> **Reading passage**:

Entertaining, turbulent jaunt
No one picking up a book about a crazy ex-girlfriend flight attendant is looking for intellectualism, but
Karen Hamilton’s first novel is smarter and a lot more fun than it sounds. Juliette is a confiding narrator, frank about her motives and when not doing utterly mad things, relatable. She slides in shocking details almost absentmindedly, so the extent of her insanity is revealed through casual asides; it’s a tantalising device, unbalancing the reader by reminding us that we only know what Juliette tells us.
Hamilton is a former flight attendant; her colleagues may not appreciate the glimpse beneath their perfect facade but some of the moments are genuinely revealing: one attendant is just back from maternity leave and her new fear of her job’s dangers is humanising. The professional competency of even the least-stable member of flight staff is not questioned but their possible inner monologues add new terror to flying.

> **Stored data**:
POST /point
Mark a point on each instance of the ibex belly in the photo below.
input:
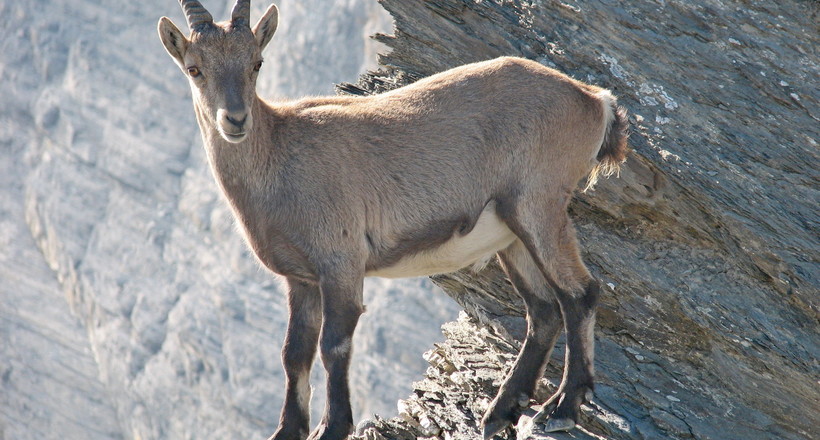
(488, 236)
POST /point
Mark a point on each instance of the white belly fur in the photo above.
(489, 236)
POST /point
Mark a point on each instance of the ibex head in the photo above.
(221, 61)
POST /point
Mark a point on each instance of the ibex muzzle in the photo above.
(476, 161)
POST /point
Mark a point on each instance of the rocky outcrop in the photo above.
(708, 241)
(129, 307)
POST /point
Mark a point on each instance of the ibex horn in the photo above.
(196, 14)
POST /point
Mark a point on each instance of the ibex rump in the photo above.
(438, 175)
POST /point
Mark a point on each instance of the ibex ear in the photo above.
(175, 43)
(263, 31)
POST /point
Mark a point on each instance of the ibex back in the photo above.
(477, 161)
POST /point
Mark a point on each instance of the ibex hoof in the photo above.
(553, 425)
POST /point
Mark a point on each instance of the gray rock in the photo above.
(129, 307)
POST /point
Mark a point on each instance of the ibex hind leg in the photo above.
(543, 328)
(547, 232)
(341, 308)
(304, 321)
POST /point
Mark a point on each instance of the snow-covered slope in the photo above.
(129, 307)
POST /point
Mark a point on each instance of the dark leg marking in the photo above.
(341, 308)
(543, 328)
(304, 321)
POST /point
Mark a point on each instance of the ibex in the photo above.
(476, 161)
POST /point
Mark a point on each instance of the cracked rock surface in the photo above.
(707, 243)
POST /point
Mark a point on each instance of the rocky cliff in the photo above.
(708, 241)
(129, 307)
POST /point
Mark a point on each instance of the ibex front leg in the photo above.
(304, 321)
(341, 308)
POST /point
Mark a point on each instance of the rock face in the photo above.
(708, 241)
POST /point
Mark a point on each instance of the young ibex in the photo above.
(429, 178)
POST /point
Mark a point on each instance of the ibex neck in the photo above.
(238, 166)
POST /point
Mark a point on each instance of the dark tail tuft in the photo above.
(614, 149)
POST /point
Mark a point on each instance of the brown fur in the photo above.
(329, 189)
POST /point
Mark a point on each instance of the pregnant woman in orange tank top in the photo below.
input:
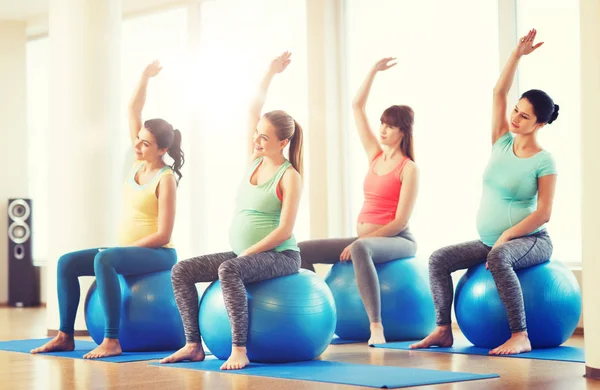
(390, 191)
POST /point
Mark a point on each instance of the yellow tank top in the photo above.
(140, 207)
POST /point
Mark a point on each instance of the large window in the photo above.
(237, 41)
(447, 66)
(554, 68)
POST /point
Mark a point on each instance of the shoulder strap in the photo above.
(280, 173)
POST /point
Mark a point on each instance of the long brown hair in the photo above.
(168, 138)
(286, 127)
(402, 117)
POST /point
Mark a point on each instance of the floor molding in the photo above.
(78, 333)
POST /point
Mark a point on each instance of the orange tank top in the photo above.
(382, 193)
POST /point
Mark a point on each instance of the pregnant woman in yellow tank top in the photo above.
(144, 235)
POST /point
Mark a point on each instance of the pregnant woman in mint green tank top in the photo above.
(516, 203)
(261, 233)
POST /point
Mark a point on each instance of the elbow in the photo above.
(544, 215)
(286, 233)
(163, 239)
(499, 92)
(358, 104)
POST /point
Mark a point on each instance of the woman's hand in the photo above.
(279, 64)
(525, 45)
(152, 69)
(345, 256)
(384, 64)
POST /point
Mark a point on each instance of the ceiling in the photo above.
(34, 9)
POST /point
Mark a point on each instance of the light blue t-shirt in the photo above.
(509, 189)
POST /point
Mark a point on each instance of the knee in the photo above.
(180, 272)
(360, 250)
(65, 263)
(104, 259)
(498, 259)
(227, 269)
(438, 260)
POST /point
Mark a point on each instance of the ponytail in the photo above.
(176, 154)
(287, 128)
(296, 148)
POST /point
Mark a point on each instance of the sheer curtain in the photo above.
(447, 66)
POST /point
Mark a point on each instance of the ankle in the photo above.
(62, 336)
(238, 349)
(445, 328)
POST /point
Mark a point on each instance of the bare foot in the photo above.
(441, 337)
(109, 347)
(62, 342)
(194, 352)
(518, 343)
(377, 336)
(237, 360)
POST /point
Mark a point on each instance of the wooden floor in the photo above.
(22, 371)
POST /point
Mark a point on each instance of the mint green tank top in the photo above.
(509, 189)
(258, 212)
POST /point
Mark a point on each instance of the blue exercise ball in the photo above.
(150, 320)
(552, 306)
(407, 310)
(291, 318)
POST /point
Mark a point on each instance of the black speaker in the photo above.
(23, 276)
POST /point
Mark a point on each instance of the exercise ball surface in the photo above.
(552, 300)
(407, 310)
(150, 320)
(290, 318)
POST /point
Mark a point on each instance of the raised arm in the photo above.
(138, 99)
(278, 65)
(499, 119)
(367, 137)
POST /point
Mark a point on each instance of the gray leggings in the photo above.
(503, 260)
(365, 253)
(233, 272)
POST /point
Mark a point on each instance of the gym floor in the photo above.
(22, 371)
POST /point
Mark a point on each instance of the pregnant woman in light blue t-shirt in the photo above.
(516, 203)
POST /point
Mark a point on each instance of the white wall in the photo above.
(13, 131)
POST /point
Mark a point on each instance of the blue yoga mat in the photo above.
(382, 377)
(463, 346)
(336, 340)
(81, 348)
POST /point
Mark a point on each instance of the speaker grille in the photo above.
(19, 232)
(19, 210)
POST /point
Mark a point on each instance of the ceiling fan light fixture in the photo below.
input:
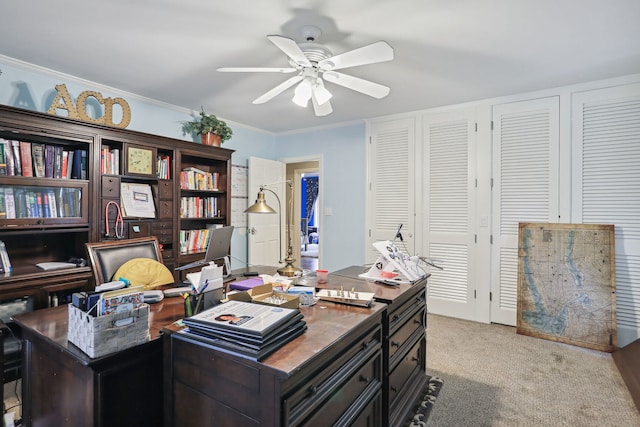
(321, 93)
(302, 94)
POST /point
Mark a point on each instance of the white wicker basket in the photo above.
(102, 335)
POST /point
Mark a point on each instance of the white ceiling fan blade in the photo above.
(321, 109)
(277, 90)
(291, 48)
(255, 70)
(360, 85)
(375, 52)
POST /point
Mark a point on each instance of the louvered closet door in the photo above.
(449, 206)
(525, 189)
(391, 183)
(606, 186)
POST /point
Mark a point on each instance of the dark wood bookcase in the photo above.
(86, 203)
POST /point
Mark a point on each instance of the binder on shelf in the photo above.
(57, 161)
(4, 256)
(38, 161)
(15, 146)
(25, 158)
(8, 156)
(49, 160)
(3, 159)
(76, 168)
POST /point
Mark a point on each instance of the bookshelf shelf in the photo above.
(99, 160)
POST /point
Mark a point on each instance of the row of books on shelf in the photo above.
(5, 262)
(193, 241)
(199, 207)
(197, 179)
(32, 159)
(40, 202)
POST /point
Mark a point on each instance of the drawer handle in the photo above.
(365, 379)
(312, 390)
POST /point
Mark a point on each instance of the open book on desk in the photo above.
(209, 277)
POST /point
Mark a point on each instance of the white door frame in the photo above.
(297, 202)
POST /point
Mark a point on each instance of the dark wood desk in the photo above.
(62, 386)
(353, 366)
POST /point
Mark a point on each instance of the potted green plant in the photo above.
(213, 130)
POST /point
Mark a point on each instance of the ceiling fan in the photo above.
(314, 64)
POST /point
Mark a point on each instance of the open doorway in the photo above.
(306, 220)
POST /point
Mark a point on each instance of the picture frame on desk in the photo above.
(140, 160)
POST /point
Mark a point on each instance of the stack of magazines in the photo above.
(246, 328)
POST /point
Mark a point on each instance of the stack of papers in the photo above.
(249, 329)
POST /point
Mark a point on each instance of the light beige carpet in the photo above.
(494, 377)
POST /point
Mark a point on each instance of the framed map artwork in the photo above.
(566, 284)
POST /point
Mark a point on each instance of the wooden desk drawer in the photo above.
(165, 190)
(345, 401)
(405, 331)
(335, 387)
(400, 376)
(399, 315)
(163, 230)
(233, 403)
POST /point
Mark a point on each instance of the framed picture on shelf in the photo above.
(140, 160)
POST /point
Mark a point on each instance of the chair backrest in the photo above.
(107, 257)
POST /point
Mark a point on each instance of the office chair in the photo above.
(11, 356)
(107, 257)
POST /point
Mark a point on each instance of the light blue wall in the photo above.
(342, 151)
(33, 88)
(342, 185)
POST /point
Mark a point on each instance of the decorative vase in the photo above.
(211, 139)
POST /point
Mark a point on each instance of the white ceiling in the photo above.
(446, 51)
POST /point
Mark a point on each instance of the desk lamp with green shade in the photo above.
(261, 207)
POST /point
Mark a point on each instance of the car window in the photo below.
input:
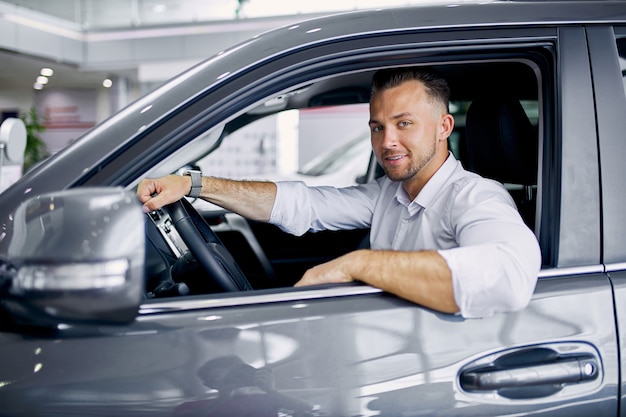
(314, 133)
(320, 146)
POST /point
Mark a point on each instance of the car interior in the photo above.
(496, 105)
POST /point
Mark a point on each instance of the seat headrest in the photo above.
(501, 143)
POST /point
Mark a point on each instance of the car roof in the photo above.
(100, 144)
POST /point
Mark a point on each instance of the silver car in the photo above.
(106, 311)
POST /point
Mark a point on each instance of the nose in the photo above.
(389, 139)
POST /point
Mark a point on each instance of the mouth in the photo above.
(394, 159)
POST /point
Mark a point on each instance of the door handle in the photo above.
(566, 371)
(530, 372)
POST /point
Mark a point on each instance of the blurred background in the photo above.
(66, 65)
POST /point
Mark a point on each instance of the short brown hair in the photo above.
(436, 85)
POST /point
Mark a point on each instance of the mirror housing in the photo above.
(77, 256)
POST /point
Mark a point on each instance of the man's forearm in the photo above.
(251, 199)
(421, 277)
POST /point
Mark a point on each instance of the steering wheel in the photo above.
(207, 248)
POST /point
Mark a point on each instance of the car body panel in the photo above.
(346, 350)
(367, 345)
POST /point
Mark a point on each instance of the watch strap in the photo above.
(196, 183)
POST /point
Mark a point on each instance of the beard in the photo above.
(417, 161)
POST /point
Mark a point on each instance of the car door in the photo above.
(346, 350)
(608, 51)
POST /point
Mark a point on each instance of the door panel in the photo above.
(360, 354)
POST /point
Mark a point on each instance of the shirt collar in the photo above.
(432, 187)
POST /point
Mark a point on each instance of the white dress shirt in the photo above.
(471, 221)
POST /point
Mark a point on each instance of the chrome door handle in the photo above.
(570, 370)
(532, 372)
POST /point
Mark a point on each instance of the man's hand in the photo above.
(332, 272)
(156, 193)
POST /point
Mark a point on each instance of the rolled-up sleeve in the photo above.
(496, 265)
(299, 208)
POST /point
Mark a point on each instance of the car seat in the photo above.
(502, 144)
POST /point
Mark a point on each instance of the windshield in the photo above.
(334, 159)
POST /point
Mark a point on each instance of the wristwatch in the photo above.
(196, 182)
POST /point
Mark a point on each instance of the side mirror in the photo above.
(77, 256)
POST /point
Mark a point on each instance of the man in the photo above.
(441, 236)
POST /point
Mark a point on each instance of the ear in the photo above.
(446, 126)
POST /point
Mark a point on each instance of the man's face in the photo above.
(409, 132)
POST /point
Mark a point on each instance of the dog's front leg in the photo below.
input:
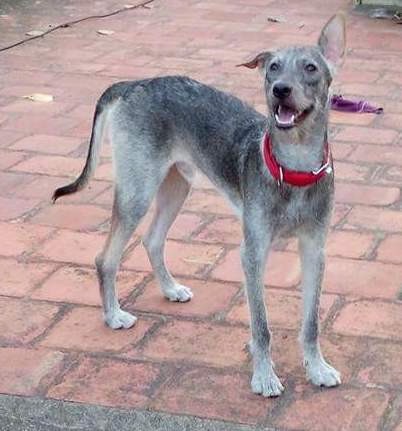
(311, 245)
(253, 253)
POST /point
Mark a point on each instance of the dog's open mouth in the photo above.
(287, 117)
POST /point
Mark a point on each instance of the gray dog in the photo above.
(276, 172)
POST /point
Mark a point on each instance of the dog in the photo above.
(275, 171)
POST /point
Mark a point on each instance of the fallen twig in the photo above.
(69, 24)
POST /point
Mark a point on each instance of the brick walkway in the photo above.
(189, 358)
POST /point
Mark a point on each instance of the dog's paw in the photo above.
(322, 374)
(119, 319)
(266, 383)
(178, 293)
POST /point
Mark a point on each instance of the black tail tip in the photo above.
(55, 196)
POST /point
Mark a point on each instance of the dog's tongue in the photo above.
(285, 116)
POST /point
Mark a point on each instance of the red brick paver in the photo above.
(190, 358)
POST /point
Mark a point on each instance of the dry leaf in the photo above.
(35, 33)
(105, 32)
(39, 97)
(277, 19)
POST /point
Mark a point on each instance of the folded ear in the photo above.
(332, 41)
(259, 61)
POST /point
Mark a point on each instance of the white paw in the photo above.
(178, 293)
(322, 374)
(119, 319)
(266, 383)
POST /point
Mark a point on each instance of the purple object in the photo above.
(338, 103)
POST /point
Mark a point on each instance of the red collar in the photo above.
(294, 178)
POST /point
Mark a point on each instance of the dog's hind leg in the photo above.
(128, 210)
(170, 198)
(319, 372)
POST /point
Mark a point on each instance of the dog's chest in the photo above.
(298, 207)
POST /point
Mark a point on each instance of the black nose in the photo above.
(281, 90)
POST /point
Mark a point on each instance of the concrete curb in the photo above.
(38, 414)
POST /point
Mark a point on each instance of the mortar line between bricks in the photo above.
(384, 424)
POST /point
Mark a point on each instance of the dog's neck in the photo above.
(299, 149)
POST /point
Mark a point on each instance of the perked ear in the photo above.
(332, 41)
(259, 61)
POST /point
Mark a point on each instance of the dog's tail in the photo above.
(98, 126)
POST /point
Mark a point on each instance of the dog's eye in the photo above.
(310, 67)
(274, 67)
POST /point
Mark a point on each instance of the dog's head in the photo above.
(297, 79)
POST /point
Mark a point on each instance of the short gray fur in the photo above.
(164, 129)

> **What is required**:
In the book review, the sentence beginning "Juliette is a confiding narrator" describes Juliette in several ways. Please list every one of those descriptions.

> **Written response**:
- A confiding narrator
- Frank about her motives
- Relatable when not doing utterly mad things